**DOCUMENT TEXT**.

--------------------------------------------------

# English Text Preprocessing: Aesop's Fables

This notebook processes Aesop's Fables into a structured format similar to Tamil texts.

## Input:
- `dataEnglish/AesopsFables.txt` - Raw text file

## Output:
- `processedDataEnglish/aesops_fables_cleaned.csv` - Structured CSV with columns:
  - fable_number
  - title
  - text (the story)
  - moral (if present)

In [1]:
import re
import pandas as pd
import os

# Create output directory
os.makedirs('processedDataEnglish', exist_ok=True)

## Step 1: Load the Raw Text

In [2]:
# Read the file
with open('dataEnglish/AesopsFables.txt', 'r', encoding='utf-8') as f:
    raw_text = f.read()

print(f"File loaded: {len(raw_text)} characters")
print(f"First 500 characters:")
print(raw_text[:500])

File loaded: 198696 characters
First 500 characters:
AESOP'S FABLES




GRAPES
THE FOX AND THE GRAPES

THE FOX AND THE GRAPES
A hungry Fox saw some fine bunches of Grapes hanging from a vine that was trained along a high trellis, and did his best to reach them by jumping as high as he could into the air. But it was all in vain, for they were just out of reach: so he gave up trying, and walked away with an air of dignity and unconcern, remarking, "I thought those Grapes were ripe, but I see now they are quite sour."





THE GOOSE THAT LAID THE GOL


## Step 2: Parse into Individual Fables

### Strategy:
- Titles are in ALL CAPS (multiple words)
- Stories follow titles
- Morals are often short sentences at the end
- Multiple blank lines separate fables

In [3]:
def parse_aesops_fables(text):
    """
    Parse Aesop's Fables text into structured format.
    
    Returns: list of dicts with {title, text, moral}
    """
    lines = text.split('\n')
    
    fables = []
    current_title = None
    current_text = []
    current_moral = None
    
    # Skip header
    start_idx = 0
    for i, line in enumerate(lines):
        if "AESOP'S FABLES" in line:
            start_idx = i + 1
            break
    
    i = start_idx
    while i < len(lines):
        line = lines[i].strip()

--------------------------------------------------

**SUPPLIED INFORMATION**.
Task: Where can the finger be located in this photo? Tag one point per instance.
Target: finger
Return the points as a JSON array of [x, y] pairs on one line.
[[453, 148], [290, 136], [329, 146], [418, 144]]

--------------------------------------------------

**WHAT THIS EXERCISE ASKS**.
A - Name every column that the Aesop's Fables notebook lists for its structured CSV output.
B - Retype the stretch of the Aesop's Fables notebook from "# Create output" through "print(raw_text[:500])".
The lines have nothing to do with the Aesop's Fables notebook.

**RESPONSES**.
A - fable_number, title, text, moral

B -
# Create output directory
os.makedirs('processedDataEnglish', exist_ok=True)

## Step 1: Load the Raw Text

In [2]:
# Read the file
with open('dataEnglish/AesopsFables.txt', 'r', encoding='utf-8') as f:
    raw_text = f.read()

print(f"File loaded: {len(raw_text)} characters")
print(f"First 500 characters:")
print(raw_text[:500])